■ Brief ■
Print the line that contains "Exercise. For every instance of the distant" and every line after it through the last line of the records below, exactly as written and nothing else.

■ Data listing ■
□ □ □ □ □ □ □
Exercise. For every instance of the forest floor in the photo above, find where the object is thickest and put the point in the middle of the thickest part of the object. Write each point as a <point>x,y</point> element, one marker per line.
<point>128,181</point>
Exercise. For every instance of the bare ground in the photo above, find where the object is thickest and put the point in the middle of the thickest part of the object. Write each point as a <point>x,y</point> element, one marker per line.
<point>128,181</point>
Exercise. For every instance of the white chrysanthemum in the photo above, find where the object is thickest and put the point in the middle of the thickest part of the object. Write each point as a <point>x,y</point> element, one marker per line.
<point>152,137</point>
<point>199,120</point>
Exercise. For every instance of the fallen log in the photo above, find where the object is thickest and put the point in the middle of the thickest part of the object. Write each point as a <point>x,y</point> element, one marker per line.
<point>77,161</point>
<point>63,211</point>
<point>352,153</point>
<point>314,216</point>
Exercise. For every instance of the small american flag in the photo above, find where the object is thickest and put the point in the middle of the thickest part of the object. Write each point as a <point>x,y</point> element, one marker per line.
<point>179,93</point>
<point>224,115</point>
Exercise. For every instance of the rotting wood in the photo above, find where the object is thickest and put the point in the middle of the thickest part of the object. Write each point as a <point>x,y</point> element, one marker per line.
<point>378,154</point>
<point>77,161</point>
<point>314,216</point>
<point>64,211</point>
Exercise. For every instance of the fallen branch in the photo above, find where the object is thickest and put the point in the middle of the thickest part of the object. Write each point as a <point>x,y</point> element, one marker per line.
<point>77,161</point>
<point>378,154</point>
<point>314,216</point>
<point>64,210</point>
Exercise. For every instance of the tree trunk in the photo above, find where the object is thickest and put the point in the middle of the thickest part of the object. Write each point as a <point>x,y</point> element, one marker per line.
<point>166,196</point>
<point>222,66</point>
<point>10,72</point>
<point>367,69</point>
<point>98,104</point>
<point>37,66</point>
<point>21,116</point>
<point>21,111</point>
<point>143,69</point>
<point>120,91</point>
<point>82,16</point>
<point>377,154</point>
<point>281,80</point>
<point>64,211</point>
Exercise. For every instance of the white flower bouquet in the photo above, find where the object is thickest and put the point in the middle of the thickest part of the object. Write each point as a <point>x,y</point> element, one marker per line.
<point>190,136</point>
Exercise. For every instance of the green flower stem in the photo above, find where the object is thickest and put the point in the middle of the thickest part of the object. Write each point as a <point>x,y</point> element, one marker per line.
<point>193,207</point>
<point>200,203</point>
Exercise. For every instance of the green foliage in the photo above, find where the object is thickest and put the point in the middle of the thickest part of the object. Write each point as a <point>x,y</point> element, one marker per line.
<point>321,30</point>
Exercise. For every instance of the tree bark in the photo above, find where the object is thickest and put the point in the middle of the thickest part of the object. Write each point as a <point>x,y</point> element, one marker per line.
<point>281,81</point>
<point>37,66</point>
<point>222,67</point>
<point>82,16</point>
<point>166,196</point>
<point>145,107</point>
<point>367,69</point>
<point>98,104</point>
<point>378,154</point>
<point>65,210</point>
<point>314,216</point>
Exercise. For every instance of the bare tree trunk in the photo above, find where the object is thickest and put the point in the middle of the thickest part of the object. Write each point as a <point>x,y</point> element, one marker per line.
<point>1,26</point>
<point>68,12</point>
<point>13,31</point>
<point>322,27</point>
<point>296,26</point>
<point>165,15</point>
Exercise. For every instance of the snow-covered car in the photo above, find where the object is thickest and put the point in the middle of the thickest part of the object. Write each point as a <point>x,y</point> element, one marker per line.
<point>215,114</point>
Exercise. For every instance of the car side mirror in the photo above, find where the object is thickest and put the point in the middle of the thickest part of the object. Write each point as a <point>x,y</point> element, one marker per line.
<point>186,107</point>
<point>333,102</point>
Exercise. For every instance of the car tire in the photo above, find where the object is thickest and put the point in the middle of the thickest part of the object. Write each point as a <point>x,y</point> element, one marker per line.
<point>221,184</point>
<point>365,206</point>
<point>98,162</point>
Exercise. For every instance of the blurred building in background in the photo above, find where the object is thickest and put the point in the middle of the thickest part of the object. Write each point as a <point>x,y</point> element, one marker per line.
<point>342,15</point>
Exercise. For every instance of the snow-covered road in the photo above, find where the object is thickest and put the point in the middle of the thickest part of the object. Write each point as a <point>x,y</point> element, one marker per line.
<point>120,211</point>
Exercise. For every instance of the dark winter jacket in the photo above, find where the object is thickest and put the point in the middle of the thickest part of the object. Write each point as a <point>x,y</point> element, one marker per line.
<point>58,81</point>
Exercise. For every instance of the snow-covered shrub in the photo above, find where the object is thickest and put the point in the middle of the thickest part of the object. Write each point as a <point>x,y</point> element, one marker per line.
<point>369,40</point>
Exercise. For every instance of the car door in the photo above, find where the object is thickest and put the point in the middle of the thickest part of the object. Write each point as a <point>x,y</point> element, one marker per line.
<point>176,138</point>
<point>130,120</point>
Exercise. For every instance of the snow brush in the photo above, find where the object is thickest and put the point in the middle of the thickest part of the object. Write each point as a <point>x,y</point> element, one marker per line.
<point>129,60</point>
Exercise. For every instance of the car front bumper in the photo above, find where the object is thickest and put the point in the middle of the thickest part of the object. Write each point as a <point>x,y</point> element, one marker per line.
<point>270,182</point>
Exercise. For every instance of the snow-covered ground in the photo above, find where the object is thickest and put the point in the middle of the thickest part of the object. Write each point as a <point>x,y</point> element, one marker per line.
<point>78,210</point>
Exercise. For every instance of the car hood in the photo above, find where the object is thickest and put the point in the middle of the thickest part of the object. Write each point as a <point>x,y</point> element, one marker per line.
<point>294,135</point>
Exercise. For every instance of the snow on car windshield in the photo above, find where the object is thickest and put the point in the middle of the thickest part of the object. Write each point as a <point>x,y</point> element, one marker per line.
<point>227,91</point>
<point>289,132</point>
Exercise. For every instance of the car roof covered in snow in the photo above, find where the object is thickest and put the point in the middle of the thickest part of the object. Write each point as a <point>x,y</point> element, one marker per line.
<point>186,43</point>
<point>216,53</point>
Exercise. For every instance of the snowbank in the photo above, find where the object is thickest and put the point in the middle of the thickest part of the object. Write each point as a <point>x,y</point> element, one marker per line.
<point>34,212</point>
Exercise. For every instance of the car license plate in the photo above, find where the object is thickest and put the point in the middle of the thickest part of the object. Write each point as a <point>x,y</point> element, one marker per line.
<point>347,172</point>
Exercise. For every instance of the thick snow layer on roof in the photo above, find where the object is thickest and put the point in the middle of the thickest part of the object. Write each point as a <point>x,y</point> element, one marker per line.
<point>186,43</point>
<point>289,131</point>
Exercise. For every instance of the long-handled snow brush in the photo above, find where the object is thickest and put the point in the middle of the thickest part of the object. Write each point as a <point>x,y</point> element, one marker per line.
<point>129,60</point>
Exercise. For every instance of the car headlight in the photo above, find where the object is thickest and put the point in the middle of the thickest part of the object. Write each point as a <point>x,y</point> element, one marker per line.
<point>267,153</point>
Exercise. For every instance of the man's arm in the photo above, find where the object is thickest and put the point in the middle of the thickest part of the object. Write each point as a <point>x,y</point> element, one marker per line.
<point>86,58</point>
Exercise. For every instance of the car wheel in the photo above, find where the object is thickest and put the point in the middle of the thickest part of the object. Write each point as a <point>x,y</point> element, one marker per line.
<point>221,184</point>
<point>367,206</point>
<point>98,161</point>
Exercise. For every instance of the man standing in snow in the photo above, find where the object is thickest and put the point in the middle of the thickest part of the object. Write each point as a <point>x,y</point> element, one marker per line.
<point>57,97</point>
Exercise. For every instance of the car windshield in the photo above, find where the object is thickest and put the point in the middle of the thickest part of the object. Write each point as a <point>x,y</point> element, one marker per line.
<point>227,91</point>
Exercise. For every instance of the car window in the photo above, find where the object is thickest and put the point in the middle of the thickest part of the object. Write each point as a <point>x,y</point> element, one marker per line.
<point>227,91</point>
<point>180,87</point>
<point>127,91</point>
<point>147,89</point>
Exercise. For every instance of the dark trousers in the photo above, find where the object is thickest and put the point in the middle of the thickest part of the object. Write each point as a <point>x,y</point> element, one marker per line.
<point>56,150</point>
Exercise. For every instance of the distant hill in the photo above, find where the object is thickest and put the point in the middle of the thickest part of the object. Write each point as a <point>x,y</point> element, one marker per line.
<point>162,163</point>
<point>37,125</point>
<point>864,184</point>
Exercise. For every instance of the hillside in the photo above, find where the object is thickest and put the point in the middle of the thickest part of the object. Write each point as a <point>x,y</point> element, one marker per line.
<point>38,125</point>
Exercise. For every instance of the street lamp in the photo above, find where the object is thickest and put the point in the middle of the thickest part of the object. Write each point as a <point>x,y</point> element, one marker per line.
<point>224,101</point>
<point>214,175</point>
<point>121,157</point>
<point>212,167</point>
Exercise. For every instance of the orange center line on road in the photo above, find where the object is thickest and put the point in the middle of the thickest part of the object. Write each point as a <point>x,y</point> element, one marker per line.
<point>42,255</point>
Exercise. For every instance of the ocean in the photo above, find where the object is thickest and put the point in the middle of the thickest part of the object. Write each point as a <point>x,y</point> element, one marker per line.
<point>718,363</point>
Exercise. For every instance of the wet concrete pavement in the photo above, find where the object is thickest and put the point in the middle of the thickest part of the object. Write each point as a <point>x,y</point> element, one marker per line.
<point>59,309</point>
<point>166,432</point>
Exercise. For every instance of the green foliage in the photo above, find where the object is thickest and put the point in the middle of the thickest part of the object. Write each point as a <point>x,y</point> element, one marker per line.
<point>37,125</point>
□ □ □ □ □ □ □
■ Written reply ■
Exercise. For every instance of the distant hill in the photo above, find where the object is thickest and put the point in the middle of the thickest part of the object. Write each point as a <point>x,y</point> element, one marker per line.
<point>162,163</point>
<point>37,125</point>
<point>864,184</point>
Exercise. For every instance of the hillside in the photo above, find where the object is thickest and put the point in the middle of the thickest part of the object. Write each point as a <point>x,y</point> element, one marker per line.
<point>38,125</point>
Exercise. For every instance of the street lamp in the photo above, find where the object is thickest and put the point in the middle of the thickest part of the object. Write each point as a <point>x,y</point> element, one marker per line.
<point>224,101</point>
<point>214,175</point>
<point>121,157</point>
<point>212,167</point>
Exercise. For every instance of the orange center line on road in the photo above, find where the object is thickest and put the point in the middle of the thickest part of the object. Write each point as a <point>x,y</point> element, one marker per line.
<point>42,255</point>
Exercise. For every instance of the ocean in the photo above, find where the object is thickest and put the point in the middle of the thickest part of the object. Write each point as a <point>x,y</point> element, one marker per line.
<point>718,363</point>
Exercise. For every instance of the wet concrete pavement in the photo above, find where the object is thickest and put the point in the middle of the thickest part of the object. Write each point as a <point>x,y</point> element, one marker per line.
<point>59,309</point>
<point>166,432</point>
Exercise. For every instance of the green foliage in the photo above, find where the object is thickest and put the point in the middle of the thickest part of the object. Write each point as a <point>x,y</point> element, one marker per line.
<point>37,125</point>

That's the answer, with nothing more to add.